* POTONGAN DOKUMEN

# # # #

Rekonsiliasi di Tallo dan Bontoala: Langkah Penting untuk Mengakhiri Konflik
Wali Kota Makassar, Munafri Arifuddin, bersama tokoh pemuda Kecamatan Tallo dan Bontoala berhasil mencapai kesepakatan untuk mengakhiri konflik antarkelompok yang berlangsung cukup lama. Pertemuan rekonsiliasi ini menjadi momen penting dalam upaya menata kembali hubungan antara dua wilayah tersebut.
Dalam pertemuan tersebut, seorang tokoh pemuda menyampaikan perasaannya dengan tegas. Ia mengatakan, “Capek berkelahi. Tidak ada yang menang, yang ada hanya luka dan penjara. Sekarang saatnya cari kerja, cari masa depan.” Pernyataan ini menjadi simbol bahwa masyarakat mulai merasa lelah dengan konflik yang terus-menerus terjadi.
Munafri Arifuddin menawarkan beberapa program konkret sebagai solusi jangka panjang. Di antaranya adalah pelatihan keterampilan barista, mekanik, dan menjahit. Selain itu, pemerintah juga akan mengadakan kegiatan olahraga, pemberdayaan ibu rumah tangga, serta pembentukan Creative Hub yang bertujuan untuk menyalurkan kreativitas anak muda dari kedua wilayah tersebut.
Tokoh pemuda dari kedua belah pihak hadir dalam pertemuan ini. Mereka menjadi aktor utama di lapangan yang bisa mengajak teman-temannya keluar dari lingkaran konflik. Dengan adanya partisipasi langsung dari mereka, diharapkan konflik tidak lagi terulang.
Peran Tokoh Masyarakat dalam Proses Rekonsiliasi
Tokoh masyarakat Makassar yang juga mantan Ketua GP Ansor Kota Makassar, Makmur Idrus, menilai rekonsiliasi ini sebagai langkah penting untuk mengubah stigma bahwa Makassar sering menjadi kota tawuran. Ia menekankan pentingnya menjaga keberlanjutan program agar benar-benar menyentuh kehidupan pemuda di lorong-lorong.
“Rekonsiliasi yang melibatkan tokoh pemuda dari kedua belah pihak adalah terobosan penting. Mereka inilah aktor utama di lapangan, mereka yang bisa menggerakkan teman-temannya. Ketika pemuda bersedia duduk bersama, berbicara dari hati ke hati, dan mulai merancang masa depan bersama, maka api permusuhan bisa dipadamkan dari dalam,” katanya.

# # # #

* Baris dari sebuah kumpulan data
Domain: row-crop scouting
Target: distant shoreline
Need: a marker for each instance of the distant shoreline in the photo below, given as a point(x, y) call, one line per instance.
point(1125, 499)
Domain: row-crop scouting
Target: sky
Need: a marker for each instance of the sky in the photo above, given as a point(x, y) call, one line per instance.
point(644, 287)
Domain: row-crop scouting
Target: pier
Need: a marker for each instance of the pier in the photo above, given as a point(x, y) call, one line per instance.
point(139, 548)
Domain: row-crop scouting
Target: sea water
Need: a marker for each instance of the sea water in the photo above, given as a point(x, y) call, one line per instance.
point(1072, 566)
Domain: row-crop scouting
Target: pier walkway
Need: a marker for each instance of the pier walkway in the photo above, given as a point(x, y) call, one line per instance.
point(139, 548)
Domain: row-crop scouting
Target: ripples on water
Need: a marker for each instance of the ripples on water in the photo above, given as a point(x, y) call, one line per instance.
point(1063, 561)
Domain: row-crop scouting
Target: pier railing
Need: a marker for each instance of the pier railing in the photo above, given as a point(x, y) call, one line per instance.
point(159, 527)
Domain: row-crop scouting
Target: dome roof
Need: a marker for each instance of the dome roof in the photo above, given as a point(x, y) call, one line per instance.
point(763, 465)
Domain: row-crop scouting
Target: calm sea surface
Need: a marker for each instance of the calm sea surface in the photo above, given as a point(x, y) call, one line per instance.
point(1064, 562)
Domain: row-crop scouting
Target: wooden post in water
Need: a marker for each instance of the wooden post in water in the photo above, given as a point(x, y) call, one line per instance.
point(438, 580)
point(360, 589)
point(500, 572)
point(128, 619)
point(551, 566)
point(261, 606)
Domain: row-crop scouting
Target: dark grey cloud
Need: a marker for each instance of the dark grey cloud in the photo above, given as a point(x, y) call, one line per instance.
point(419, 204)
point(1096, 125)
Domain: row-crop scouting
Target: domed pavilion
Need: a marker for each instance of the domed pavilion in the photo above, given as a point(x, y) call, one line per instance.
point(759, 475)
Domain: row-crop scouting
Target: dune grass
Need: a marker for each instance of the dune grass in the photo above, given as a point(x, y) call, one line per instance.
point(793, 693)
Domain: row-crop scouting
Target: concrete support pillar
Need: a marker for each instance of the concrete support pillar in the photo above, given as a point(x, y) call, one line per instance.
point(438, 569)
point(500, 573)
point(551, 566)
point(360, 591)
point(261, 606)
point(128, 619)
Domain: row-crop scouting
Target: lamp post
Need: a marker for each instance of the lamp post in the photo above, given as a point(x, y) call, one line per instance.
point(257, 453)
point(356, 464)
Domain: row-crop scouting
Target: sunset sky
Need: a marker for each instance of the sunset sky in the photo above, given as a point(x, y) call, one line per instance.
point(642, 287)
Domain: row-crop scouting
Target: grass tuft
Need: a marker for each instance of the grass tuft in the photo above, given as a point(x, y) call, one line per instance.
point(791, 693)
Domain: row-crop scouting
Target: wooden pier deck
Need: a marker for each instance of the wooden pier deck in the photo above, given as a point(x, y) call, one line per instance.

# # # #

* TANTANGAN
[a] Ketik ulang bagian teks rekonsiliasi Tallo dan Bontoala yang dimulai dari "Dalam pertemuan tersebut, seorang" sampai dengan "kedua wilayah tersebut.".
[b] Perpanjang teks rekonsiliasi Tallo dan Bontoala, mulai tepat sesudah kalimat terakhirnya.
Baris-baris data tersebut sama sekali tidak berperan di sini.

* HASIL TUGAS
[a]
Dalam pertemuan tersebut, seorang tokoh pemuda menyampaikan perasaannya dengan tegas. Ia mengatakan, “Capek berkelahi. Tidak ada yang menang, yang ada hanya luka dan penjara. Sekarang saatnya cari kerja, cari masa depan.” Pernyataan ini menjadi simbol bahwa masyarakat mulai merasa lelah dengan konflik yang terus-menerus terjadi.
Munafri Arifuddin menawarkan beberapa program konkret sebagai solusi jangka panjang. Di antaranya adalah pelatihan keterampilan barista, mekanik, dan menjahit. Selain itu, pemerintah juga akan mengadakan kegiatan olahraga, pemberdayaan ibu rumah tangga, serta pembentukan Creative Hub yang bertujuan untuk menyalurkan kreativitas anak muda dari kedua wilayah tersebut.

[b]
Selain itu, mantan Kepala Bagian Kepemudaan, Keolahragaan, Pemberdayaan Perempuan, Perlindungan Anak, Keluarga Berencana, Pendidikan dan Seni Budaya Biro Kesra Pemprov Sulsel ini menyatakan bahwa suara “capek berkelahi” adalah tanda bahwa generasi muda sebenarnya sudah ingin keluar dari lingkaran dendam, asalkan diberi ruang baru.
Teori Konflik dan Harapan untuk Damai Sejati
Menurut teori konflik, ada dua jenis damai: negative peace dan positive peace. Negative peace hanya berupa diam sementara, sedangkan positive peace melibatkan keadilan sosial. Selama ini, damai di Makassar cenderung berhenti pada negative peace: jabat tangan, foto bersama, lalu seminggu kemudian bentrokan meledak lagi.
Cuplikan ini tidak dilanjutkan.